PROMPT: Please copy every one of the following records word for word, keeping each line as it stands.

DATA TO USE:
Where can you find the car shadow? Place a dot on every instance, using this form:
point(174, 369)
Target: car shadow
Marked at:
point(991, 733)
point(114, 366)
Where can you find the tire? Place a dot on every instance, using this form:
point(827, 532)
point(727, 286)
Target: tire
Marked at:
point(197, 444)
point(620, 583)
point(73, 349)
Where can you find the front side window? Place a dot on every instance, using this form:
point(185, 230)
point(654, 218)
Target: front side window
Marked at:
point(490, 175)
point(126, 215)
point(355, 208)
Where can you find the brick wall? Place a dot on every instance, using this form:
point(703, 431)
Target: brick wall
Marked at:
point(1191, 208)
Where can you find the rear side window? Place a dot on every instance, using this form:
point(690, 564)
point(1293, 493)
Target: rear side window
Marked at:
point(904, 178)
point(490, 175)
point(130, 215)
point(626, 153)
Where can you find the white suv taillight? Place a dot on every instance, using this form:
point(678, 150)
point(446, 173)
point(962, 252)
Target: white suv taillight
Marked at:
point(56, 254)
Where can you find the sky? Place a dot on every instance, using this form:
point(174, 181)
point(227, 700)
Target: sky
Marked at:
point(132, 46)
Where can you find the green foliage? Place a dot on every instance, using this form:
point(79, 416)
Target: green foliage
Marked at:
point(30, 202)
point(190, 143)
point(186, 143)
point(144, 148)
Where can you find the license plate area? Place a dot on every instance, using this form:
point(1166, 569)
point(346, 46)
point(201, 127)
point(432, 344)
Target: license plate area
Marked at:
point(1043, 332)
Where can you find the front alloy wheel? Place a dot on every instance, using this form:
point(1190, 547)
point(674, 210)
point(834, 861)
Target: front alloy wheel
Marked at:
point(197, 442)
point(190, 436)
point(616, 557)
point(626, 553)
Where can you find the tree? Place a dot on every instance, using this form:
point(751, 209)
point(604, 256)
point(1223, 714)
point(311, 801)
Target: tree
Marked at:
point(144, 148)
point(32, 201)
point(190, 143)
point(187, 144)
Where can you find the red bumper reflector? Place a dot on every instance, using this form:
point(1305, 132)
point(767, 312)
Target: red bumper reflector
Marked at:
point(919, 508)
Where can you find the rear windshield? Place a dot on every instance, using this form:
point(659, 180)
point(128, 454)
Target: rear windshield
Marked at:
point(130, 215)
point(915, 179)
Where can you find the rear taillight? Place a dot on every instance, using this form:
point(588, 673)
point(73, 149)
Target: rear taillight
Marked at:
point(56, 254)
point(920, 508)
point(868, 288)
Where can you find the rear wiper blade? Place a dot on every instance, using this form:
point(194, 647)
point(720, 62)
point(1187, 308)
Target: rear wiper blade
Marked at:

ANSWER TO THIS TASK:
Where can you find the car shadow? Place a dot on every instance, using this form:
point(174, 369)
Target: car shadow
Marked at:
point(991, 733)
point(114, 366)
Where can you find the tire? Place a dot on every instance, using this form:
point(827, 532)
point(727, 286)
Target: tire
Marked at:
point(197, 444)
point(620, 583)
point(73, 349)
Where can you find the front side window? Place a dot on every instance, using this form:
point(185, 230)
point(654, 218)
Target: front side window
Marked at:
point(490, 175)
point(126, 215)
point(355, 208)
Where can you find the brick wall? Place a dot on every instance, using this form:
point(703, 431)
Target: brick wall
Marked at:
point(1191, 208)
Where can you find the rear side window? Place a dot on every instance, using this form:
point(690, 564)
point(1293, 493)
Target: rear side window
Marked at:
point(904, 178)
point(490, 175)
point(130, 215)
point(626, 153)
Where can you find the white suv taillight? Place a dot on every instance, using this form:
point(678, 150)
point(446, 173)
point(962, 252)
Target: white suv taillight
Marked at:
point(56, 254)
Where can you find the sky? Place a dot on every instance, using this form:
point(174, 181)
point(227, 700)
Target: sky
Marked at:
point(132, 46)
Where can you find the green foliage? Place a dot on every instance, using this form:
point(79, 416)
Target: green foliage
Marked at:
point(30, 202)
point(190, 143)
point(186, 143)
point(144, 148)
Where can you find the license plate area? Place a dot on every instance, using this form:
point(1166, 569)
point(346, 46)
point(201, 127)
point(432, 344)
Target: license plate area
Marked at:
point(1043, 332)
Where can you find the front alloy wheel? Place a dot on every instance, using this form:
point(1190, 547)
point(674, 210)
point(834, 861)
Target: front alloy wheel
Marked at:
point(197, 442)
point(190, 436)
point(616, 557)
point(626, 553)
Where can you find the tree? Place a dot on every instance, using this form:
point(751, 209)
point(604, 256)
point(1223, 714)
point(311, 801)
Target: tree
Marked at:
point(144, 148)
point(32, 201)
point(190, 143)
point(187, 144)
Where can you find the red bumper reflector? Place a dot on every instance, using this form:
point(1305, 132)
point(767, 312)
Target: red bumper reflector
Marked at:
point(919, 508)
Where can you find the rear windshield? Place a dot on every instance, using this form:
point(659, 180)
point(128, 454)
Target: rear windshield
Marked at:
point(130, 215)
point(915, 179)
Where can you find the rear taillight? Place a dot on every instance, using this form:
point(588, 673)
point(73, 149)
Target: rear taillight
Marked at:
point(56, 254)
point(920, 508)
point(868, 288)
Where can you find the rear wiper blade? Place a dot on every instance, using this form:
point(194, 647)
point(720, 62)
point(1187, 308)
Target: rear wiper blade
Marked at:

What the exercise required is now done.